*** TEXT SEGMENT ***

Is it a reasonable expectation that every growing city in the South — every city with growing slum populations — should just wait for a miracle to come down from city hall? And should we wait for this when it is an acknowledged fact that cities and slums are growing at a scale for which there is little capacity to deliver a state-focused response to the issues that come along with such growth?
Most crucially, why are we so dependent on the state (or the private sector), when we acknowledge, as Heathcote does, that the real energy and productive potential of our cities come from the social relationships of the people who live there?
One of SDI’s fundamental propositions, through the actions of all of its associated community-based federations is that the social power of communities organized around their own resources is the greatest tool for development in the cities of the South. These are the activities documented from the 33 different countries where we have affiliates. These are not isolated cases in Bogota, New Delhi, or Copenhagen, where a mayor managed to implement an innovative project, or a private entrepreneur implemented a successful sanitation venture in one slum.
As a network of learning and exchange, SDI builds the capacity of slum dwellers to deliver solutions to their own problems at scale. The learning does not take place in books and published toolkits, but “learning by doing.” Poor people travel and learn from each other where they live. They bring these solutions back to their own communities. They travel some more, sharing new experiences. The wheel of learning, development, and social cohesion continues to move forward.
The public discourse around “the future of cities” has a long way to go if we are continuing to rely on silver bullets that come from above — whether they be “supermayors” or private sector innovations — to solve the problems of people on the ground. SDI federations engage the state and private sector actors because they know that all parties have a role to play. Resources and political will are indispensable to any kind of developmental initiative. But the people affected by development have not only the biggest stake in any project’s success, but also the greatest potential in participating in its conception and implementation. The activities of SDI-affiliated federations chronicled here on this blog are just a small sample of the ways that organized communities of the urban poor are building the most sustainable, scale-able means of growth for “healing” the cities of the South.

*** End of TEXT SEGMENT ***

* **DESCRIPTION OF THE TASK**
Decide whether each statement agrees with the passage on SDI and slum communities, answering yes or no and quoting the words of the passage that settle it. 1. SDI has affiliates in 33 countries. 2. The learning in SDI takes place through books and published toolkits. 3. SDI federations refuse to engage the state and private sector actors.

*** DATASET EXCERPTS ***

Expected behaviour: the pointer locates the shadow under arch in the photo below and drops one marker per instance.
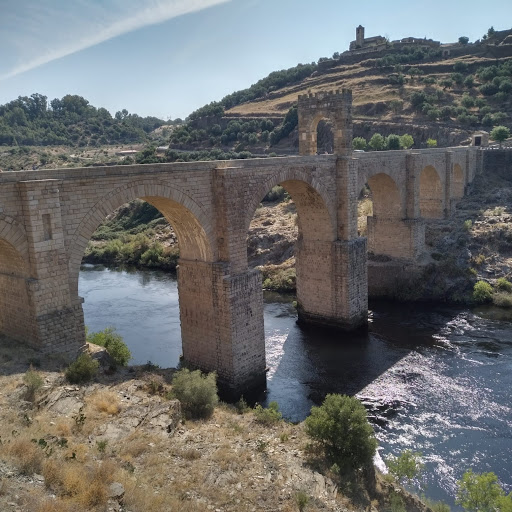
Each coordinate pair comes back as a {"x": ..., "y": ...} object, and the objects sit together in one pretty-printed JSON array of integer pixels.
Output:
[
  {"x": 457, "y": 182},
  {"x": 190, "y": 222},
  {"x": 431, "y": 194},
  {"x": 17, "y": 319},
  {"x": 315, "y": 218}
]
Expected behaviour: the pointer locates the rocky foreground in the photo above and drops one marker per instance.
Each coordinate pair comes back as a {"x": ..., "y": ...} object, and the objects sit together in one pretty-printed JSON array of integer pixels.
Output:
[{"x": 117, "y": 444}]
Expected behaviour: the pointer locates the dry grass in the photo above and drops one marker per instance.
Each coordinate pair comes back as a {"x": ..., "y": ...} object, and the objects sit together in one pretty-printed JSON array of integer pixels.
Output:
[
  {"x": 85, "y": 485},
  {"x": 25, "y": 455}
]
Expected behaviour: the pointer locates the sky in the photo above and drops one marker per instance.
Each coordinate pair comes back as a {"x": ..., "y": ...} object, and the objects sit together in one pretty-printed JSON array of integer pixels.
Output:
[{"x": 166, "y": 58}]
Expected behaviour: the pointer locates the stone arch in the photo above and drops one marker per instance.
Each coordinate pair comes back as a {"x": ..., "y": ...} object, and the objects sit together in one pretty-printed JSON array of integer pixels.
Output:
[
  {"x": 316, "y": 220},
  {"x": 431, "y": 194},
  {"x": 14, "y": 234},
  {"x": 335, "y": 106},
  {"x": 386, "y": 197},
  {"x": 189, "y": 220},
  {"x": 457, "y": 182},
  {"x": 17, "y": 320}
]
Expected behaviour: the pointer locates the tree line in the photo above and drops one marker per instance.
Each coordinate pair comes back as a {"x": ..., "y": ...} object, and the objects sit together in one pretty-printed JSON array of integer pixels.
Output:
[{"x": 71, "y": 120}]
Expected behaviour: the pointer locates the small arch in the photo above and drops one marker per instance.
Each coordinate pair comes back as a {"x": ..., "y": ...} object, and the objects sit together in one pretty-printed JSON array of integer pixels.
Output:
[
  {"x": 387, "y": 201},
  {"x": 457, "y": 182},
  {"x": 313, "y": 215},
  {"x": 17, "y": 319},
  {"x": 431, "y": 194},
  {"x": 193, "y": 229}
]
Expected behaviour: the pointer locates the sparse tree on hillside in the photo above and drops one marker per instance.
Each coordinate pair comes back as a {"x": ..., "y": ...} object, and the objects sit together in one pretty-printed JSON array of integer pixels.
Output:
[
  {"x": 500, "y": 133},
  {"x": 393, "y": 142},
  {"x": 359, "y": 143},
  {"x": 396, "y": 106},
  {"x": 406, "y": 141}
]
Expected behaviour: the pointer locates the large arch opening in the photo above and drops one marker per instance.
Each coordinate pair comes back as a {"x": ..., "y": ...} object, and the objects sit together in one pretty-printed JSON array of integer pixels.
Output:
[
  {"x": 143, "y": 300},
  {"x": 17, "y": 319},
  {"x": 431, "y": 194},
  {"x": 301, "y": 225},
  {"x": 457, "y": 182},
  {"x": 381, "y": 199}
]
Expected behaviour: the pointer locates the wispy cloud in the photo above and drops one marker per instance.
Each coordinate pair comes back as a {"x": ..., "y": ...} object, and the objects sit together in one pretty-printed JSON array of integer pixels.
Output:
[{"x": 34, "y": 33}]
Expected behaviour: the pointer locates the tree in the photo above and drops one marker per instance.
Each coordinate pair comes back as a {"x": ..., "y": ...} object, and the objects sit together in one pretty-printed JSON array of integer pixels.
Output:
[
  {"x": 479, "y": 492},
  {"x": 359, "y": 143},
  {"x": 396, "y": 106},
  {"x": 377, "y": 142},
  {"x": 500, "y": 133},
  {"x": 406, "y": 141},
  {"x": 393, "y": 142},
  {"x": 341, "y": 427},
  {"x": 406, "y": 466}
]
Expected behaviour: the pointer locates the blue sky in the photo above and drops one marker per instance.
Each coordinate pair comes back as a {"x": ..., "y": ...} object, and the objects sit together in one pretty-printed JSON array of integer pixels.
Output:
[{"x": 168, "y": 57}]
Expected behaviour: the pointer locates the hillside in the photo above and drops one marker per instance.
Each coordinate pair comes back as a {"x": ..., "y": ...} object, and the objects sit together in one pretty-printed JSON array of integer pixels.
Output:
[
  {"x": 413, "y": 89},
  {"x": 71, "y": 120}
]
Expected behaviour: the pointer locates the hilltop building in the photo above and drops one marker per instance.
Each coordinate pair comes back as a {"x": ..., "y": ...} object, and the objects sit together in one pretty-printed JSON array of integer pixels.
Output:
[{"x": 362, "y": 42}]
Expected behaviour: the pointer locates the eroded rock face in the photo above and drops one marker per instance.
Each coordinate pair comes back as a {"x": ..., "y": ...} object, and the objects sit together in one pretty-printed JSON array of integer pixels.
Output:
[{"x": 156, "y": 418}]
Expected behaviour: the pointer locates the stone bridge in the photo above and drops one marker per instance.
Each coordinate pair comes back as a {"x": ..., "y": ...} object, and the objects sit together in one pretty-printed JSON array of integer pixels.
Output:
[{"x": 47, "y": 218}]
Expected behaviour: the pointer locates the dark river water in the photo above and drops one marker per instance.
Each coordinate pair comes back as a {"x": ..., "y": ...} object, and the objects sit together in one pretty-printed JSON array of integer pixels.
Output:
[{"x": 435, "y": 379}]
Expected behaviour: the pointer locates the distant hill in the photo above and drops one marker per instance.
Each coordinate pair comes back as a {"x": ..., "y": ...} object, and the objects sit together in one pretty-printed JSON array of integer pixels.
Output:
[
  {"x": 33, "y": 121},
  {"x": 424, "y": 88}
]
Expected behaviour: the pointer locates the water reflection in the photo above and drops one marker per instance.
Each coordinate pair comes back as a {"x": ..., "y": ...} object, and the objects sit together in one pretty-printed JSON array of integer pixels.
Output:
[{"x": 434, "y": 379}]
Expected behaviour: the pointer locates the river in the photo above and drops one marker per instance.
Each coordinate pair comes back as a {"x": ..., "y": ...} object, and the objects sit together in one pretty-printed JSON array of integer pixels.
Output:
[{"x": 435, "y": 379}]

*** End of DATASET EXCERPTS ***

* **TASK RESULT**
1. Yes: "These are the activities documented from the 33 different countries where we have affiliates."
2. No: "The learning does not take place in books and published toolkits, but “learning by doing.”"
3. No: "SDI federations engage the state and private sector actors because they know that all parties have a role to play."